• [Exercise] Copy nothing before the line containing "Target: sled runner". Reproduce that line and all that follow, exactly, through the end of the records.

----- Data shown

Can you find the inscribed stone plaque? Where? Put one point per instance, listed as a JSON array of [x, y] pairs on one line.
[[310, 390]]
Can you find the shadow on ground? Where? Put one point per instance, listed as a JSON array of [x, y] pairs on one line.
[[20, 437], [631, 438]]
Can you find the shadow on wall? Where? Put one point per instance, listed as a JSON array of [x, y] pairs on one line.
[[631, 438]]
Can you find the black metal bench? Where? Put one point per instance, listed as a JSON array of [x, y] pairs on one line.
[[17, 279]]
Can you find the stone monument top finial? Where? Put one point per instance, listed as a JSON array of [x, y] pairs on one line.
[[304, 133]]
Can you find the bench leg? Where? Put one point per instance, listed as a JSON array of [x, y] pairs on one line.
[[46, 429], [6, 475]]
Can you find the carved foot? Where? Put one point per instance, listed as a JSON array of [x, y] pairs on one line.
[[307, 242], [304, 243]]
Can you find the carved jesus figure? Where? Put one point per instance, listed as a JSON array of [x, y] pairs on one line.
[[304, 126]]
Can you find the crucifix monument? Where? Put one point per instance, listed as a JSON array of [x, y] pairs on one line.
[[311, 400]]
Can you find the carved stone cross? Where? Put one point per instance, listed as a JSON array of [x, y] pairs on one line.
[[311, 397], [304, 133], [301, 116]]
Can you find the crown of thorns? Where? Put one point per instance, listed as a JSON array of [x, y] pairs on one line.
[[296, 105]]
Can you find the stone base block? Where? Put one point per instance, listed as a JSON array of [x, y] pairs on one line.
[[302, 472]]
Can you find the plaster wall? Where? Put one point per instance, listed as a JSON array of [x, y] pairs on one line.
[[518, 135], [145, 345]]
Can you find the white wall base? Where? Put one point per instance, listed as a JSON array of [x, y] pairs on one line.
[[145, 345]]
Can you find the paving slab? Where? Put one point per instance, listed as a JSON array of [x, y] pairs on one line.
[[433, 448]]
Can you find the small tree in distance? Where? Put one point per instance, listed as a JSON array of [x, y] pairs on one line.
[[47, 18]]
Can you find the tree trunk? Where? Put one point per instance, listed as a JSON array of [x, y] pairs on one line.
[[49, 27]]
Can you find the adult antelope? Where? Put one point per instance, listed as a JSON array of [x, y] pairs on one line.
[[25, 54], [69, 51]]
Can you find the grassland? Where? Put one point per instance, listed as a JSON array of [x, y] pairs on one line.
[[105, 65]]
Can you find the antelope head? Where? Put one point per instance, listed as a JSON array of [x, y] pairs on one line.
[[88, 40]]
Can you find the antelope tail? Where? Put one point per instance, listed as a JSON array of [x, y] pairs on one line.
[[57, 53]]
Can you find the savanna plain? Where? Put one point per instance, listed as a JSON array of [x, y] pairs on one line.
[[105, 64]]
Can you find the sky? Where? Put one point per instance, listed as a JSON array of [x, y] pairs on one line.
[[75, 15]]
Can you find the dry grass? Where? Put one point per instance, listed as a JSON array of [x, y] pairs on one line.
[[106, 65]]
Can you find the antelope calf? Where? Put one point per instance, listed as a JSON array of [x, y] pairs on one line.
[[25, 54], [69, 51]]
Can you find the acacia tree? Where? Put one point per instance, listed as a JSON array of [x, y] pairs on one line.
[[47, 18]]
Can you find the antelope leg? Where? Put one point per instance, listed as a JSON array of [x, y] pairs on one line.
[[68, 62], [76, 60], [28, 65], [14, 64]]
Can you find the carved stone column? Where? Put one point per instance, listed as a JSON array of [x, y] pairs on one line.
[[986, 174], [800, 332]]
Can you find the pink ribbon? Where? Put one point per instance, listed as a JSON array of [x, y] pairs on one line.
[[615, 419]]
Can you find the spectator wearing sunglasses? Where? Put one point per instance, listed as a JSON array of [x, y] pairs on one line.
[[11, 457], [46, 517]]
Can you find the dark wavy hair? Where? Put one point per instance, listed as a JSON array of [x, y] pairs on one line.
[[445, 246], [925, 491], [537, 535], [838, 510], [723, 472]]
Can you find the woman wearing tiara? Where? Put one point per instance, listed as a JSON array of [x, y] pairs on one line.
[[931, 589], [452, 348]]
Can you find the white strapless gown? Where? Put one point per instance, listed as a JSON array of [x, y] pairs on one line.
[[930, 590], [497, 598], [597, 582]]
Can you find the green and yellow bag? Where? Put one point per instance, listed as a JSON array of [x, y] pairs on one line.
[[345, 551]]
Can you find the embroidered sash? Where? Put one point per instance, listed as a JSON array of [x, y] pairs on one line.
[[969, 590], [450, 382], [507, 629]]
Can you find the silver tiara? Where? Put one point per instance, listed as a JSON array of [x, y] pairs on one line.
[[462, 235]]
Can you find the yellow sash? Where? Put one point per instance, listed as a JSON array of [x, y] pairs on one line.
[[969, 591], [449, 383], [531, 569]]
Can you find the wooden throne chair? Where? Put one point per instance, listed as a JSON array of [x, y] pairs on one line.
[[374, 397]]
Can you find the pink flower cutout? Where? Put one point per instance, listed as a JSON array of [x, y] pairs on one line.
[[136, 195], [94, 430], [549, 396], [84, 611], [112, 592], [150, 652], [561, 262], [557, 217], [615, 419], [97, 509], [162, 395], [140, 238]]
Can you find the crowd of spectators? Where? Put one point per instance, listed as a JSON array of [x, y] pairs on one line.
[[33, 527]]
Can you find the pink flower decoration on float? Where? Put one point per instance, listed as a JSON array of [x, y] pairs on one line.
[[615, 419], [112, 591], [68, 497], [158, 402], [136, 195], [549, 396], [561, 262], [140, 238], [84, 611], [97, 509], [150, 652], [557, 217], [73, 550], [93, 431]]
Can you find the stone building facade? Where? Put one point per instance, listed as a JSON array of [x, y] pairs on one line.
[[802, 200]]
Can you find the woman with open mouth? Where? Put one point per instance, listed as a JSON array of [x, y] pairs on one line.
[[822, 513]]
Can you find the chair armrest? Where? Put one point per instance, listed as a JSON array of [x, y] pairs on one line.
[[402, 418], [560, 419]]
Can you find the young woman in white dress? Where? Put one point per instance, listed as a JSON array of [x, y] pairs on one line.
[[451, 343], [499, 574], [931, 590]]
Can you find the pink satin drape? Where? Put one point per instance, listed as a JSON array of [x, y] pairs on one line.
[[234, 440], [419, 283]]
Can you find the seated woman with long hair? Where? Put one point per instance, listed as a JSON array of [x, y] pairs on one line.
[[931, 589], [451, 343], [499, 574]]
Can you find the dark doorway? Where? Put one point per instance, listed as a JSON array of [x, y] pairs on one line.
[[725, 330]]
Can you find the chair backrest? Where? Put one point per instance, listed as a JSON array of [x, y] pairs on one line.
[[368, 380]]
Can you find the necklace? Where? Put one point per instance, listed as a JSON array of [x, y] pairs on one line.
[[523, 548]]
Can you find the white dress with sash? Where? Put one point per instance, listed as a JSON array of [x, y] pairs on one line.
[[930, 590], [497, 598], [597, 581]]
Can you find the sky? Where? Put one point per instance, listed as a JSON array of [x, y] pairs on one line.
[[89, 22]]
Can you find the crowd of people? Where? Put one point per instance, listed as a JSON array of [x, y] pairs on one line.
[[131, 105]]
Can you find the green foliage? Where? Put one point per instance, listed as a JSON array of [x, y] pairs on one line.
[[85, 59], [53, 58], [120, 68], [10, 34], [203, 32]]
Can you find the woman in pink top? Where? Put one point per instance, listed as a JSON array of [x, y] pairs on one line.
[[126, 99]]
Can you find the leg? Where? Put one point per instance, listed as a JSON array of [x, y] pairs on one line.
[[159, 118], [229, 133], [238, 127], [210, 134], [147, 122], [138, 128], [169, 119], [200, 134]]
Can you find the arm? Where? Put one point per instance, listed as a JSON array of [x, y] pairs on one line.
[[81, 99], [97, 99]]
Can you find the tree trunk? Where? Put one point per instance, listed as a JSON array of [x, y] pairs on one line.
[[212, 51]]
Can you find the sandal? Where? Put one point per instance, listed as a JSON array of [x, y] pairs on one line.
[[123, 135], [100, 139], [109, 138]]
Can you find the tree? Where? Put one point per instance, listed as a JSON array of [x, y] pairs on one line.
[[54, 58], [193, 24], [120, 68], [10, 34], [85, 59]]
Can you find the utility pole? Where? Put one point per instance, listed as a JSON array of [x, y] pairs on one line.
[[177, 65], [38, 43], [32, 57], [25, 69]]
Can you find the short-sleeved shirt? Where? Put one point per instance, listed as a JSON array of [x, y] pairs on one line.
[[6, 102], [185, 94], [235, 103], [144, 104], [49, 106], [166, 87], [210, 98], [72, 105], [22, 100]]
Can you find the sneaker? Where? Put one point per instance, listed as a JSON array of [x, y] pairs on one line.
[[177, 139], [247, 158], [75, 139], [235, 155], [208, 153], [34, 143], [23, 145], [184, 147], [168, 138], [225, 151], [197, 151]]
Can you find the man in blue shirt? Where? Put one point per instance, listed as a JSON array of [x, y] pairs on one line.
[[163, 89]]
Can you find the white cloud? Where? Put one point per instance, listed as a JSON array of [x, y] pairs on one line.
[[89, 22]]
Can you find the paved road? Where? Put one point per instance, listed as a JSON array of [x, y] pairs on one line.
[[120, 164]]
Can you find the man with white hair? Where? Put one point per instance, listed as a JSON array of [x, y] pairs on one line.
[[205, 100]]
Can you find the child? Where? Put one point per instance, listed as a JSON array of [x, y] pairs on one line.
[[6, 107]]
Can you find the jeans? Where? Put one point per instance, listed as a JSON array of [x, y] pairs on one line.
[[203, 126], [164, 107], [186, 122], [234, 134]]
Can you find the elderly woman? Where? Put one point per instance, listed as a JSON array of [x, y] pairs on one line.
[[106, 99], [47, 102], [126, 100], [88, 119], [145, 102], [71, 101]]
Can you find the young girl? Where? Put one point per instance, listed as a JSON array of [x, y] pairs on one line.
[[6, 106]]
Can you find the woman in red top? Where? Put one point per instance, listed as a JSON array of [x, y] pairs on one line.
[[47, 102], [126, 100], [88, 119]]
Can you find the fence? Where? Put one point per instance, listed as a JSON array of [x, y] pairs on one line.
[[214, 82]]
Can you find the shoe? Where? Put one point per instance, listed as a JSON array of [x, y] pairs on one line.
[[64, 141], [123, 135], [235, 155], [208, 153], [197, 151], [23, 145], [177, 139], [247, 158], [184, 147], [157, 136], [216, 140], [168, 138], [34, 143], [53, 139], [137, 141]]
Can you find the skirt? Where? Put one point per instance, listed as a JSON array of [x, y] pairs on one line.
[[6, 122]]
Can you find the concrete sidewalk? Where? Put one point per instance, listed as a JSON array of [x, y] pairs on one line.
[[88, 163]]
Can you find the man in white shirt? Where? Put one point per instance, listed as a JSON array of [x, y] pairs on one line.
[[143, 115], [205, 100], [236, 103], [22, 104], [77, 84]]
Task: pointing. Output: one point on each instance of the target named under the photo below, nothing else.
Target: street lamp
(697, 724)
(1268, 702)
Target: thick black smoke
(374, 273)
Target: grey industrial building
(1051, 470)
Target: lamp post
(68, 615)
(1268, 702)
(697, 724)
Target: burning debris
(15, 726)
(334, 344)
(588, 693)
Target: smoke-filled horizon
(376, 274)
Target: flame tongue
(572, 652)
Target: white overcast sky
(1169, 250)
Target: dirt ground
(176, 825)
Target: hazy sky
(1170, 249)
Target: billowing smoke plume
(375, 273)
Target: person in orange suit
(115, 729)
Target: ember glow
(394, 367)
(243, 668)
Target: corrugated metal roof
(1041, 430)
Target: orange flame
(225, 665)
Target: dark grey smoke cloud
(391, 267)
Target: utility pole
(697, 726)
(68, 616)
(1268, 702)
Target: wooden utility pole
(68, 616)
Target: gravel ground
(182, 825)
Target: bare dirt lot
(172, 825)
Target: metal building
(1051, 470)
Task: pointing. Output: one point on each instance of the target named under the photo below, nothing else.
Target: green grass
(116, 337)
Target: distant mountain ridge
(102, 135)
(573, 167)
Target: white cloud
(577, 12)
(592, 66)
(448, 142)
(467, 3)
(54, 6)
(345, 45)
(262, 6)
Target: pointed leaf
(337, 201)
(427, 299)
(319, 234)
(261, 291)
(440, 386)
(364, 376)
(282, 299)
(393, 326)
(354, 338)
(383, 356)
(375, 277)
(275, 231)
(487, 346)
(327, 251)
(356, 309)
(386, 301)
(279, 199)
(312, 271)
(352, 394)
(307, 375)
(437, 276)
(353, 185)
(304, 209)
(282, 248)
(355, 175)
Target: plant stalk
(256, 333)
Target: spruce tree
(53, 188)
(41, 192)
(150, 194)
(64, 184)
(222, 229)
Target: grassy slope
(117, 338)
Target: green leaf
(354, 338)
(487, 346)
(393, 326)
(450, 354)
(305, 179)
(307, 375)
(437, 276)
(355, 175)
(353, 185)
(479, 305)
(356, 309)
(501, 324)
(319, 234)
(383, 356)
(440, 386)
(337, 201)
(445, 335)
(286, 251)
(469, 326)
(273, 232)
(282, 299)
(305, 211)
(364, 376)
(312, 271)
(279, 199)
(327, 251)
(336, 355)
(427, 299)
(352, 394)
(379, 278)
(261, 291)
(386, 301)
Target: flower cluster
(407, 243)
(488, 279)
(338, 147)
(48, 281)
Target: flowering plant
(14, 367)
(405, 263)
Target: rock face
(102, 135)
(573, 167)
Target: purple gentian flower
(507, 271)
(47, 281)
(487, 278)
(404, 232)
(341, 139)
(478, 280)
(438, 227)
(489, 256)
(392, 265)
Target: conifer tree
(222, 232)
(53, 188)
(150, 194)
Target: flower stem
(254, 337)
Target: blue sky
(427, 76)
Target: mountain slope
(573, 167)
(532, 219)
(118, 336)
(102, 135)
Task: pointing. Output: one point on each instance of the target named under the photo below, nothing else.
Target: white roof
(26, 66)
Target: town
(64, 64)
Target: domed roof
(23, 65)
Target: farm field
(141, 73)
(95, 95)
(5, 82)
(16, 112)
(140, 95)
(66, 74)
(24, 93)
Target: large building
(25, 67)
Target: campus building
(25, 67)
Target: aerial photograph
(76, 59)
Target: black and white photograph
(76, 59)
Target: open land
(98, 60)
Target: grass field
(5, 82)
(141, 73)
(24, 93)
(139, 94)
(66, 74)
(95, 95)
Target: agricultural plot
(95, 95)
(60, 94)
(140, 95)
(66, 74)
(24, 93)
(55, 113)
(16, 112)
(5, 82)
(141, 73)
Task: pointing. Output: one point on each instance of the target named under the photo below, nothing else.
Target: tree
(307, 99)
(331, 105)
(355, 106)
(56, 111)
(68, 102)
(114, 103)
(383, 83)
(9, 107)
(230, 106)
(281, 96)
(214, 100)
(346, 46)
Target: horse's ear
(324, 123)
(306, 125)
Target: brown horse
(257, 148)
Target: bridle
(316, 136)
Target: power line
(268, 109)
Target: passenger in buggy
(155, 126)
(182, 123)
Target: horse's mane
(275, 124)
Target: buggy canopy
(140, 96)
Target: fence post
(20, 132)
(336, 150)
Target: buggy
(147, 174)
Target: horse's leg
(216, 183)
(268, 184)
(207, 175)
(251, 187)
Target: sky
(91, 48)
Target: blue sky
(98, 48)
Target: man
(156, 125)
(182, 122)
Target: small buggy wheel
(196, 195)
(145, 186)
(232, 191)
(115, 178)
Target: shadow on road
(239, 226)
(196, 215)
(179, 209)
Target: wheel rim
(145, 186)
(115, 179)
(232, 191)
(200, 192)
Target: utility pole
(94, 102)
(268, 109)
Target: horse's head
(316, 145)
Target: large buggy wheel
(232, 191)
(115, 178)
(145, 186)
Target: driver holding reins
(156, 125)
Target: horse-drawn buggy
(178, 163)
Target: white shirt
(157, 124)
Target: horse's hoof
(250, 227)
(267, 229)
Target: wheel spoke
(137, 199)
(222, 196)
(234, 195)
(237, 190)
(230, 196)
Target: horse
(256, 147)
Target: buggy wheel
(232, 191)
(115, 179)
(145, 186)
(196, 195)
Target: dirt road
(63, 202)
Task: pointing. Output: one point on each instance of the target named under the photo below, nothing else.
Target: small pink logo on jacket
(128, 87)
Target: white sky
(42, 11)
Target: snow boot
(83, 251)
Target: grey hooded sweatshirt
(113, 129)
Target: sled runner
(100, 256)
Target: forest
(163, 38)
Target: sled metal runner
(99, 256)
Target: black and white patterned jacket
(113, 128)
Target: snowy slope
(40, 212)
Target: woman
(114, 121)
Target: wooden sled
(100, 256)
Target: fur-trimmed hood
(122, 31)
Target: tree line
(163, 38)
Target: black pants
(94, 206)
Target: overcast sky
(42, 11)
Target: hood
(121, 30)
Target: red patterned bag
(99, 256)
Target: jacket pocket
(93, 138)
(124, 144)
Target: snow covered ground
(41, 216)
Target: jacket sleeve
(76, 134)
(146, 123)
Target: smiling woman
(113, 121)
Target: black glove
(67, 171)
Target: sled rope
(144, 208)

----------

• [Result of the exercise]
Target: sled runner
(100, 256)
Target: forest
(163, 38)
Target: sled metal runner
(99, 256)
Target: black and white patterned jacket
(113, 128)
Target: snowy slope
(40, 212)
Target: woman
(114, 121)
Target: wooden sled
(100, 256)
Target: fur-trimmed hood
(122, 31)
Target: tree line
(163, 38)
Target: black pants
(94, 206)
Target: overcast sky
(42, 11)
Target: hood
(121, 30)
Target: red patterned bag
(99, 256)
Target: jacket pocket
(93, 138)
(124, 144)
Target: snow covered ground
(41, 216)
Target: jacket sleeve
(76, 134)
(146, 123)
Target: smiling woman
(113, 121)
Target: black glove
(67, 171)
Target: sled rope
(144, 208)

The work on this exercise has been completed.